#### Input records

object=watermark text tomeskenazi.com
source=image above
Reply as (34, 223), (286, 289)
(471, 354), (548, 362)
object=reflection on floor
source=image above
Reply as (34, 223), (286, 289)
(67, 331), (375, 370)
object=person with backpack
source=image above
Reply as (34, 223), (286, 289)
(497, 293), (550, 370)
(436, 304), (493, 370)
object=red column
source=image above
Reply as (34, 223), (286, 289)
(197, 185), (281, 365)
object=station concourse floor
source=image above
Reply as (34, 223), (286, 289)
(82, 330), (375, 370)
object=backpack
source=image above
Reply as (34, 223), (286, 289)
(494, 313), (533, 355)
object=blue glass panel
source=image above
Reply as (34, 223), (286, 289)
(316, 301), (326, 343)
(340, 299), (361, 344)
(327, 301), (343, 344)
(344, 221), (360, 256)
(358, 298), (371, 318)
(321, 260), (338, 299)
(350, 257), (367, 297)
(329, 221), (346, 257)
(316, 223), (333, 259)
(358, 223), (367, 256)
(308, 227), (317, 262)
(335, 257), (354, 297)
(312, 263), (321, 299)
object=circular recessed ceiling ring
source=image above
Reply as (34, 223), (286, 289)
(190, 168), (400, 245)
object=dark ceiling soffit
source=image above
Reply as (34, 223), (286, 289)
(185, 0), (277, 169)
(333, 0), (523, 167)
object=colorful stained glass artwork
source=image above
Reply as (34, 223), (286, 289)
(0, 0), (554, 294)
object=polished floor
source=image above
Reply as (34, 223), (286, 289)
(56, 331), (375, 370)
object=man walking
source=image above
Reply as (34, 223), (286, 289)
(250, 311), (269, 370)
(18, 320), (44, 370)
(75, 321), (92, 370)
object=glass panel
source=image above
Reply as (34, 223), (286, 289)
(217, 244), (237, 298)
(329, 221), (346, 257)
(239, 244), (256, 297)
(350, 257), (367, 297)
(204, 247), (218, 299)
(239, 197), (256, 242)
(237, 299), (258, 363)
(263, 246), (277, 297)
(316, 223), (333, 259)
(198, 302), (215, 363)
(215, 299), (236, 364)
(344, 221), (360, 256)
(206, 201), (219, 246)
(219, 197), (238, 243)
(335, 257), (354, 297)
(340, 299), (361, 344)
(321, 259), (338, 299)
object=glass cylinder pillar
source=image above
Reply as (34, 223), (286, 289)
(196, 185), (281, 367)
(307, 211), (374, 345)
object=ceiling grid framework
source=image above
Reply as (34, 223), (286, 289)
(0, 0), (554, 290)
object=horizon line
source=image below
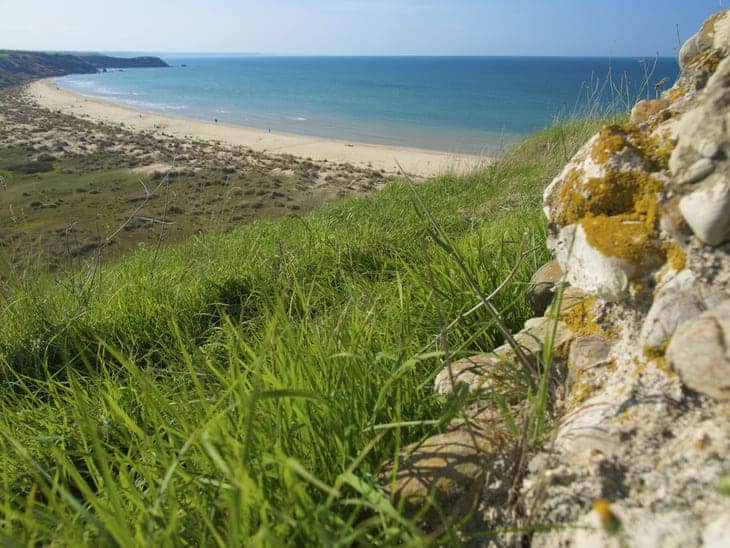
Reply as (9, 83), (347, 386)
(0, 48), (678, 59)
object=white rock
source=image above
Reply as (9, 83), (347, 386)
(549, 225), (634, 301)
(702, 510), (730, 548)
(679, 158), (715, 185)
(667, 300), (730, 400)
(679, 174), (730, 245)
(568, 335), (611, 387)
(640, 287), (705, 348)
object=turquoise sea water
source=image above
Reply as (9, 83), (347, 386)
(56, 56), (679, 153)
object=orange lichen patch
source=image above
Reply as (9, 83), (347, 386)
(560, 297), (601, 337)
(591, 123), (675, 171)
(642, 341), (676, 377)
(581, 214), (658, 265)
(663, 242), (687, 272)
(641, 342), (668, 361)
(593, 499), (621, 535)
(553, 170), (662, 226)
(554, 165), (662, 265)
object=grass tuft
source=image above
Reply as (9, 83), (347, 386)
(0, 116), (599, 546)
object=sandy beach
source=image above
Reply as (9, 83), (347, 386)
(28, 79), (490, 177)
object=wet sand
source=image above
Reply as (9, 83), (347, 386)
(27, 79), (491, 177)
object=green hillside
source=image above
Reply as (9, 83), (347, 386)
(0, 50), (167, 87)
(0, 122), (598, 546)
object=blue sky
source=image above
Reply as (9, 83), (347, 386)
(0, 0), (730, 56)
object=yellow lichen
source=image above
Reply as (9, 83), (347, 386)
(642, 341), (676, 377)
(561, 297), (601, 336)
(665, 83), (688, 103)
(664, 242), (687, 272)
(553, 170), (662, 226)
(641, 342), (667, 361)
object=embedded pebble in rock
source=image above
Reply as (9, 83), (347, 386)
(527, 260), (563, 316)
(639, 276), (706, 352)
(380, 426), (499, 517)
(434, 355), (502, 396)
(679, 158), (715, 185)
(568, 335), (611, 387)
(386, 10), (730, 548)
(553, 225), (635, 301)
(516, 318), (575, 354)
(667, 300), (730, 400)
(679, 178), (730, 245)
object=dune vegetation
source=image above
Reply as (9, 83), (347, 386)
(0, 119), (601, 546)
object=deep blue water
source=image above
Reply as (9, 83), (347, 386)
(57, 56), (679, 152)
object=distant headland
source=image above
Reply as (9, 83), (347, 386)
(0, 50), (169, 87)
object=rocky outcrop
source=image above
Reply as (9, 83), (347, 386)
(378, 10), (730, 547)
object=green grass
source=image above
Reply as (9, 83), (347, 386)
(0, 117), (598, 546)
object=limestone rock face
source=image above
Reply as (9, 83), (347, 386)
(382, 10), (730, 548)
(639, 271), (705, 351)
(522, 10), (730, 548)
(679, 176), (730, 245)
(667, 300), (730, 400)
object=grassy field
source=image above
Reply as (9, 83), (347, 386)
(0, 89), (388, 283)
(0, 115), (598, 546)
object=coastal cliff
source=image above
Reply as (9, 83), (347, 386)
(386, 11), (730, 547)
(0, 50), (169, 87)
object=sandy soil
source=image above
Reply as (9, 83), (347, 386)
(28, 79), (491, 177)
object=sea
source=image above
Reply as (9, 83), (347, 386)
(56, 55), (679, 155)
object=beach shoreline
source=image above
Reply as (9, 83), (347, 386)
(26, 78), (493, 177)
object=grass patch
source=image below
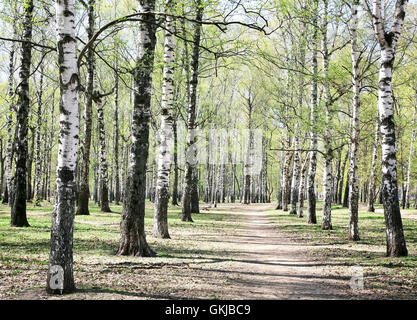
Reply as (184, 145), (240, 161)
(266, 201), (417, 297)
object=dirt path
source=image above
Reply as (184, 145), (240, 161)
(214, 205), (359, 299)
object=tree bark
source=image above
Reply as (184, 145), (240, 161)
(94, 97), (111, 212)
(11, 0), (34, 227)
(372, 0), (408, 257)
(181, 0), (204, 222)
(77, 0), (95, 215)
(307, 0), (319, 224)
(153, 0), (175, 239)
(46, 0), (79, 294)
(368, 119), (380, 212)
(404, 108), (417, 209)
(349, 0), (361, 241)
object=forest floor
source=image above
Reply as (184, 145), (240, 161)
(0, 203), (417, 299)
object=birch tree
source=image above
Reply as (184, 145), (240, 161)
(117, 0), (156, 256)
(46, 0), (79, 294)
(77, 0), (95, 215)
(365, 0), (408, 257)
(403, 107), (417, 209)
(11, 0), (34, 227)
(307, 0), (319, 224)
(368, 118), (380, 212)
(154, 0), (175, 238)
(181, 0), (204, 222)
(349, 0), (361, 241)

########

## Request
Reproduce the entire listing above verbatim, omitting the pictures.

## Solution for this exercise
object=watermark text tomeskenazi.com
source=image above
Reply as (34, 223), (286, 289)
(471, 354), (548, 362)
object=reflection on floor
source=image above
Reply as (34, 223), (286, 289)
(67, 331), (375, 370)
object=person with backpack
source=image above
Reply as (34, 223), (286, 289)
(497, 293), (550, 370)
(436, 304), (493, 370)
object=red column
source=image above
Reply as (34, 223), (286, 289)
(197, 185), (281, 365)
object=station concourse floor
source=image above
Reply as (34, 223), (286, 289)
(82, 330), (375, 370)
object=backpack
source=image above
Reply as (34, 223), (286, 289)
(494, 313), (533, 355)
object=blue glass panel
source=image above
Reply as (34, 223), (286, 289)
(316, 301), (326, 343)
(340, 299), (361, 344)
(327, 301), (343, 344)
(344, 221), (360, 256)
(358, 298), (371, 318)
(321, 260), (338, 299)
(350, 257), (367, 297)
(329, 221), (346, 257)
(316, 223), (333, 259)
(358, 223), (367, 256)
(308, 227), (317, 262)
(335, 257), (354, 297)
(312, 263), (321, 299)
object=circular recessed ceiling ring
source=image above
Reply as (34, 223), (286, 289)
(190, 168), (400, 245)
object=dark ceiling soffit
source=image above
Reply as (34, 223), (286, 289)
(185, 0), (277, 169)
(333, 0), (523, 167)
object=colorful stained glass artwork
source=image above
Reply as (34, 223), (286, 289)
(0, 0), (554, 294)
object=polished floor
source=image above
Reply as (34, 223), (286, 289)
(56, 331), (375, 370)
object=man walking
source=image above
Reply as (34, 223), (286, 289)
(250, 311), (269, 370)
(18, 320), (44, 370)
(75, 321), (92, 370)
object=glass panel
source=image above
Reply as (34, 223), (286, 289)
(217, 244), (237, 298)
(329, 221), (346, 257)
(239, 244), (256, 297)
(350, 257), (367, 297)
(204, 247), (218, 299)
(239, 197), (256, 242)
(237, 299), (258, 363)
(263, 246), (277, 297)
(316, 223), (333, 259)
(198, 302), (215, 363)
(215, 299), (236, 364)
(344, 221), (360, 256)
(206, 201), (219, 246)
(219, 197), (238, 243)
(335, 257), (354, 297)
(340, 299), (361, 344)
(321, 259), (338, 299)
object=glass cylinder pillar
source=image above
Reply as (34, 223), (286, 289)
(196, 185), (281, 367)
(307, 211), (374, 345)
object=ceiling grid framework
source=image above
Reply as (34, 223), (286, 289)
(0, 0), (554, 290)
object=horizon line
source=image below
Reply as (9, 83), (347, 386)
(0, 48), (678, 59)
object=white rock
source=image above
Reply as (9, 83), (347, 386)
(549, 225), (634, 301)
(702, 510), (730, 548)
(679, 158), (715, 185)
(667, 300), (730, 400)
(679, 174), (730, 245)
(568, 335), (611, 387)
(640, 287), (705, 348)
object=turquoise sea water
source=image above
Reply as (9, 83), (347, 386)
(56, 56), (679, 153)
object=orange lichen patch
source=image above
Reply as (9, 83), (347, 386)
(560, 297), (601, 337)
(591, 123), (675, 171)
(642, 341), (676, 377)
(581, 214), (658, 265)
(663, 242), (687, 272)
(641, 342), (668, 361)
(593, 499), (621, 535)
(553, 170), (662, 226)
(554, 165), (662, 265)
object=grass tuft
source=image above
Reply as (9, 83), (347, 386)
(0, 116), (599, 546)
object=sandy beach
source=image above
Reply as (9, 83), (347, 386)
(28, 79), (490, 177)
object=wet sand
source=image above
Reply as (9, 83), (347, 386)
(27, 79), (491, 177)
object=green hillside
source=image above
Reply as (9, 83), (347, 386)
(0, 50), (167, 87)
(0, 122), (598, 546)
object=blue sky
source=image above
Reply as (9, 83), (347, 386)
(0, 0), (730, 56)
object=yellow lichen
source=image above
Reply as (9, 83), (347, 386)
(642, 341), (676, 377)
(561, 297), (601, 336)
(665, 83), (688, 103)
(664, 242), (687, 272)
(553, 170), (662, 226)
(641, 342), (667, 361)
object=embedded pebble in rock
source=image above
Reply as (9, 83), (347, 386)
(527, 260), (563, 316)
(639, 276), (706, 352)
(380, 426), (499, 517)
(434, 355), (502, 396)
(679, 158), (715, 185)
(568, 335), (611, 387)
(386, 10), (730, 548)
(553, 225), (635, 301)
(516, 318), (575, 354)
(667, 300), (730, 400)
(679, 178), (730, 245)
object=dune vegetation
source=image above
Reply as (9, 83), (347, 386)
(0, 119), (601, 546)
object=deep blue water
source=image above
Reply as (9, 83), (347, 386)
(57, 56), (679, 152)
object=distant headland
source=image above
Reply as (9, 83), (347, 386)
(0, 50), (169, 87)
object=rocky outcrop
source=image above
Reply as (9, 83), (347, 386)
(378, 10), (730, 547)
object=green grass
source=image above
Reply as (9, 83), (347, 386)
(0, 117), (598, 546)
object=limestone rock face
source=image above
Reply as (9, 83), (347, 386)
(382, 10), (730, 548)
(639, 271), (705, 351)
(522, 10), (730, 548)
(679, 176), (730, 245)
(667, 300), (730, 400)
object=grassy field
source=image above
Reply as (9, 83), (347, 386)
(0, 89), (388, 283)
(0, 115), (598, 546)
object=coastal cliff
source=image above
Reply as (9, 83), (347, 386)
(386, 11), (730, 547)
(0, 50), (169, 87)
object=sandy soil
source=image above
Reply as (9, 83), (347, 386)
(28, 79), (491, 177)
object=sea
source=image above
Reply as (9, 83), (347, 386)
(56, 55), (679, 155)
object=beach shoreline
source=image above
Reply as (9, 83), (347, 386)
(26, 78), (493, 177)
object=grass patch
source=image below
Reply as (184, 145), (240, 161)
(266, 201), (417, 297)
object=dirt path
source=image above
Reply as (184, 145), (240, 161)
(214, 205), (359, 299)
object=tree bark
source=image above
Reply as (184, 145), (240, 161)
(94, 97), (111, 212)
(11, 0), (34, 227)
(372, 0), (408, 257)
(181, 0), (204, 222)
(77, 0), (95, 215)
(307, 0), (319, 224)
(153, 0), (175, 239)
(46, 0), (79, 294)
(368, 119), (380, 212)
(404, 108), (417, 209)
(349, 0), (361, 241)
object=forest floor
source=image above
Reply as (184, 145), (240, 161)
(0, 203), (417, 299)
object=birch tree
source=image above
Reply as (184, 145), (240, 161)
(117, 0), (156, 256)
(46, 0), (79, 294)
(77, 0), (95, 215)
(365, 0), (408, 257)
(403, 107), (417, 209)
(11, 0), (34, 227)
(307, 0), (319, 224)
(368, 118), (380, 212)
(154, 0), (175, 238)
(181, 0), (204, 222)
(349, 0), (361, 241)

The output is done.